So what can the Republican Party do to correct itself?
* Moderate the fanatic religious thinking. Most Americans are religious, but only a slim minority identify themselves with the far right "super-religious."
* Realize there are people in America that are not white, not necessarily Christian and not one-party-aligned.
* Learn to control the word "no." Seems every time the Democrats would suggest something, it was an immediate "no."
* Teach fellow Republicans not to listen to the bloated gas bags on TV. Accept the fact that there are other TV channels besides Fox News.
Betty Stewart of Bakersfield is a former schoolteacher.
Some time ago, I read a fascinating analysis of our two main political parties, which argued that in reality there are actually four parties: conservative Republicans, moderate Republicans, moderate Democrats and liberal Democrats. A constant struggle is going on within each party to see which of these groups is in the ascendancy. Looking at recent politics, I would add a fifth: ultraconservative Republicans -- the tea party.
Presidential elections in particular force the subgroups within the two parties to present a unified face after their candidates are chosen, but that unity often quickly dissolves following the election. Remember how quickly after Barack Obama was elected in 2008 some Democrats were refusing to vote for his programs, some saying the proposals didn't go far enough, and others that they went too far?
There is no doubt that it is the ultraconservatives that have been in power in the Republican Party and moderate Republicans have mostly been drowned out. That balance will inevitably shift back toward the center after this past election, when a number of tea party candidates were defeated.
A willingness to work for the good of the whole country, rather than rigid allegiance to ultraconservative positions on "hot button" issues, will significantly help the GOP image, which must become younger, more moderate, and more diverse if it is to survive.
Jenell Mahoney of Bakersfield is a retired Christian minister who served in the pulpit for more than 30 years.

Task goal: Will you print the part of the commentary on the Republican Party that opens with the words containing "There is no" and closes with "than 30 years."? Rely only on the commentary above.

(Stored data)
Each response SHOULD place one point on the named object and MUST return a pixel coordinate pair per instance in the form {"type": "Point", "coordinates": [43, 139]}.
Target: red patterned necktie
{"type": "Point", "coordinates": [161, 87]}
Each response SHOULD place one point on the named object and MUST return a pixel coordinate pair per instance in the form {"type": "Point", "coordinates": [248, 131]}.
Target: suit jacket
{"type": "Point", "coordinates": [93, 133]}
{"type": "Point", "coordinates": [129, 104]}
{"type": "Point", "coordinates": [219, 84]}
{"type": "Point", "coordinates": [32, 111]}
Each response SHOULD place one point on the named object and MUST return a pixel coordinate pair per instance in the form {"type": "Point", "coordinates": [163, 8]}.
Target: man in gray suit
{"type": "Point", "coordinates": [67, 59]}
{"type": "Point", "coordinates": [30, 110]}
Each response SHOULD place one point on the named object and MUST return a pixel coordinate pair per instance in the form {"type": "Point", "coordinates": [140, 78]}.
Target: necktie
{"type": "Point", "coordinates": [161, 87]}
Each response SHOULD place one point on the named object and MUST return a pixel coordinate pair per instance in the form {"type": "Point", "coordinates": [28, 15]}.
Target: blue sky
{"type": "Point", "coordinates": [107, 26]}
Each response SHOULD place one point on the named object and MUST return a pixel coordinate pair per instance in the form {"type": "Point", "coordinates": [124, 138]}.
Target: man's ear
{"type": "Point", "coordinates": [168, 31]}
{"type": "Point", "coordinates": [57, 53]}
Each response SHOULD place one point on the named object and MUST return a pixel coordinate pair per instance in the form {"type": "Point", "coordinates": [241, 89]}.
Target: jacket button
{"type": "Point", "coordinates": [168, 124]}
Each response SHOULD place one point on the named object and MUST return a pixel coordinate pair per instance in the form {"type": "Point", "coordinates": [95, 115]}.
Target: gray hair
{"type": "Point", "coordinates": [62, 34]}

Final result:
There is no doubt that it is the ultraconservatives that have been in power in the Republican Party and moderate Republicans have mostly been drowned out. That balance will inevitably shift back toward the center after this past election, when a number of tea party candidates were defeated.
A willingness to work for the good of the whole country, rather than rigid allegiance to ultraconservative positions on "hot button" issues, will significantly help the GOP image, which must become younger, more moderate, and more diverse if it is to survive.
Jenell Mahoney of Bakersfield is a retired Christian minister who served in the pulpit for more than 30 years.